— Start of Material —
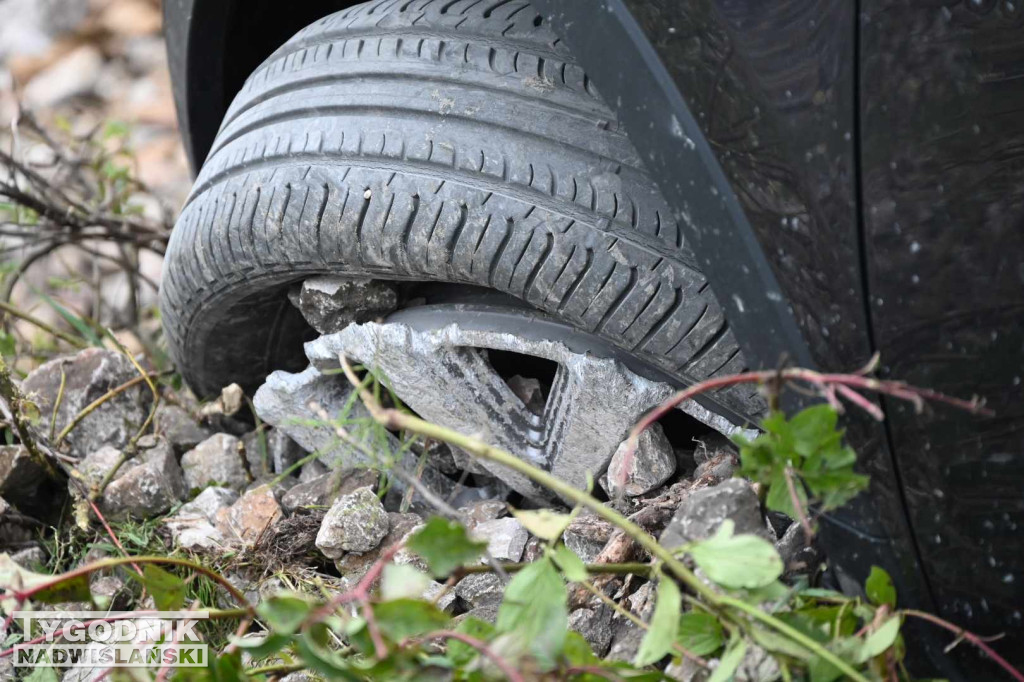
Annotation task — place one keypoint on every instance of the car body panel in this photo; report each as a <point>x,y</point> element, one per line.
<point>851,177</point>
<point>942,140</point>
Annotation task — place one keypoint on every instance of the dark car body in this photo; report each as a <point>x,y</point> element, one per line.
<point>852,177</point>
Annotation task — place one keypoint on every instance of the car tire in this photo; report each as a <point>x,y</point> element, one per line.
<point>431,140</point>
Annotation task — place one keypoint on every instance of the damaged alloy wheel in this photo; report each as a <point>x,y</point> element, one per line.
<point>426,142</point>
<point>458,358</point>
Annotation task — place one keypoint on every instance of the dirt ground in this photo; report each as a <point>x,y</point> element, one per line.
<point>90,69</point>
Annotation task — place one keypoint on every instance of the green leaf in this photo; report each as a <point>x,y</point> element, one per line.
<point>408,617</point>
<point>400,581</point>
<point>544,523</point>
<point>814,429</point>
<point>285,613</point>
<point>571,565</point>
<point>167,589</point>
<point>8,345</point>
<point>261,647</point>
<point>330,664</point>
<point>41,674</point>
<point>664,626</point>
<point>699,633</point>
<point>578,651</point>
<point>776,643</point>
<point>80,326</point>
<point>536,612</point>
<point>461,653</point>
<point>779,499</point>
<point>880,588</point>
<point>730,661</point>
<point>736,561</point>
<point>880,640</point>
<point>444,546</point>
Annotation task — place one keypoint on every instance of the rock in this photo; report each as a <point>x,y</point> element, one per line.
<point>757,666</point>
<point>721,467</point>
<point>90,375</point>
<point>528,391</point>
<point>301,676</point>
<point>29,27</point>
<point>331,303</point>
<point>178,427</point>
<point>792,542</point>
<point>24,483</point>
<point>312,469</point>
<point>685,463</point>
<point>355,522</point>
<point>626,636</point>
<point>74,75</point>
<point>193,526</point>
<point>712,445</point>
<point>145,485</point>
<point>199,535</point>
<point>479,589</point>
<point>15,528</point>
<point>284,400</point>
<point>595,626</point>
<point>250,516</point>
<point>506,538</point>
<point>686,671</point>
<point>323,491</point>
<point>281,452</point>
<point>215,461</point>
<point>702,511</point>
<point>435,481</point>
<point>31,558</point>
<point>209,502</point>
<point>144,54</point>
<point>648,467</point>
<point>599,398</point>
<point>439,456</point>
<point>353,566</point>
<point>280,485</point>
<point>110,594</point>
<point>534,551</point>
<point>130,17</point>
<point>435,590</point>
<point>587,536</point>
<point>484,510</point>
<point>487,613</point>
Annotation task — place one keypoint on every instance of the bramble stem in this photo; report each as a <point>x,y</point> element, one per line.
— End of Material —
Work to do: Switch every "keypoint" in the lines above to "marker" and leave everything else unchanged. Omit the pictures from your answer.

The solution:
Annotation task — place one marker on every instance of the car body panel in this photo; report each as a <point>x,y</point> element, one per line.
<point>851,177</point>
<point>942,140</point>
Annotation task — place one marker on every instance of the dark car body in this photo; report each as a <point>x,y</point> element, one per line.
<point>852,177</point>
Annotation task — place one marker on every instance of the car tire in this photo; report each as a <point>x,y</point> element, one per line.
<point>431,140</point>
Annotation task — place one marker on every instance of the damaged alloy wheel in this photo; report each as a <point>x,y</point> element, one per line.
<point>426,142</point>
<point>458,358</point>
Annotation task — place one marker on every instance of the dirt ground in this photo; report each as a <point>x,y</point> element, one per line.
<point>90,69</point>
Annotation task — place one marker on every instance of the green leaf in this photo; report each as a <point>x,y</point> element, one per line.
<point>408,617</point>
<point>400,581</point>
<point>544,523</point>
<point>814,429</point>
<point>285,613</point>
<point>571,565</point>
<point>167,589</point>
<point>8,345</point>
<point>261,647</point>
<point>330,664</point>
<point>41,674</point>
<point>664,626</point>
<point>699,633</point>
<point>578,651</point>
<point>776,643</point>
<point>80,326</point>
<point>536,612</point>
<point>461,653</point>
<point>779,499</point>
<point>880,588</point>
<point>730,661</point>
<point>736,561</point>
<point>880,640</point>
<point>444,546</point>
Annotation task — place one marker on every instance of the rock in this photo; report each as a <point>x,y</point> element, one per line.
<point>757,666</point>
<point>721,467</point>
<point>90,375</point>
<point>528,391</point>
<point>301,676</point>
<point>29,27</point>
<point>331,303</point>
<point>178,427</point>
<point>792,542</point>
<point>24,483</point>
<point>312,469</point>
<point>685,463</point>
<point>355,522</point>
<point>626,636</point>
<point>74,75</point>
<point>193,526</point>
<point>712,445</point>
<point>145,485</point>
<point>199,535</point>
<point>479,589</point>
<point>15,528</point>
<point>284,400</point>
<point>595,626</point>
<point>250,516</point>
<point>506,538</point>
<point>686,671</point>
<point>323,491</point>
<point>281,452</point>
<point>215,461</point>
<point>702,511</point>
<point>435,481</point>
<point>31,558</point>
<point>209,502</point>
<point>144,54</point>
<point>648,467</point>
<point>599,398</point>
<point>439,456</point>
<point>353,566</point>
<point>280,485</point>
<point>110,594</point>
<point>534,551</point>
<point>130,17</point>
<point>435,590</point>
<point>587,536</point>
<point>484,510</point>
<point>487,613</point>
Annotation task — place one marker on every instance of the bramble stem in this photo; report each as a <point>x,y</point> element, one per line.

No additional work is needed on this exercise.